Hikâyelerin değil, dilin peşinde bir ‘Yazar’ın ölümü

Oya Baydar’la Can Yayınları tarafından yayımlanan ‘Yazarlarevi Cinayeti’ romanını konuştuk. Baydar, “Edebiyatın metalaşmaya başlamasından beri edebî metin ikinci planda kaldı” dedi.

DUVAR – SİBEL ORAL

 “Yeni bir edebiyat dili kurmalıyım, vasatı aşmalıyım…” diyor Yazar. Çoksatan vasat yazar olmak mı yoksa saf edebiyatın peşinde yeni bir dilin, yeni bir sesin izlerini sürmek, o yeni dil ve sesle edebiyatta yeni bir şey yapmak mı? “Yazarcılık oynamak, yazarlık sıfatına bürünüp, medyada yazar diye meşhur olmak isteyenlerle ‘yazar kumaşına sahip olanlar, yaşamak için yazanlar'” arasına ayrım koyan biri Yazar. Yazar, bu romanın kahramanı, adalılar onu “Yazar” olarak anıyor hep.

● Sağlanan Veriler:
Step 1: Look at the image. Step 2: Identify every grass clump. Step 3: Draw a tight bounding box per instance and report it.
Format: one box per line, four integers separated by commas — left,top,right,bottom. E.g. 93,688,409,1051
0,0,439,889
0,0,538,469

● İstekler:
• A. Sayfa alıntısında "DUVAR – SİBEL" sözcüklerini içeren yerle açılıp "olarak anıyor hep." ile kapanan bölümü aynen yeniden yazar mısın?
• B. Sayfa alıntısına göre 'Yazarlarevi Cinayeti' romanını hangi yayınevi yayımlamış?
• C. Sayfa alıntısındaki şu cümleyi İngilizceye çevirir misin: "Baydar, “Edebiyatın metalaşmaya başlamasından beri edebî metin ikinci planda kaldı” dedi."
Liste, sayfa alıntısından ayrı, bağımsız bir malzemedir.

● Nihai Cevaplar:
• A.
DUVAR – SİBEL ORAL

 “Yeni bir edebiyat dili kurmalıyım, vasatı aşmalıyım…” diyor Yazar. Çoksatan vasat yazar olmak mı yoksa saf edebiyatın peşinde yeni bir dilin, yeni bir sesin izlerini sürmek, o yeni dil ve sesle edebiyatta yeni bir şey yapmak mı? “Yazarcılık oynamak, yazarlık sıfatına bürünüp, medyada yazar diye meşhur olmak isteyenlerle ‘yazar kumaşına sahip olanlar, yaşamak için yazanlar'” arasına ayrım koyan biri Yazar. Yazar, bu romanın kahramanı, adalılar onu “Yazar” olarak anıyor hep.

• B. Can Yayınları.

• C. Baydar said, "Ever since literature began to be commodified, the literary text has taken a back seat."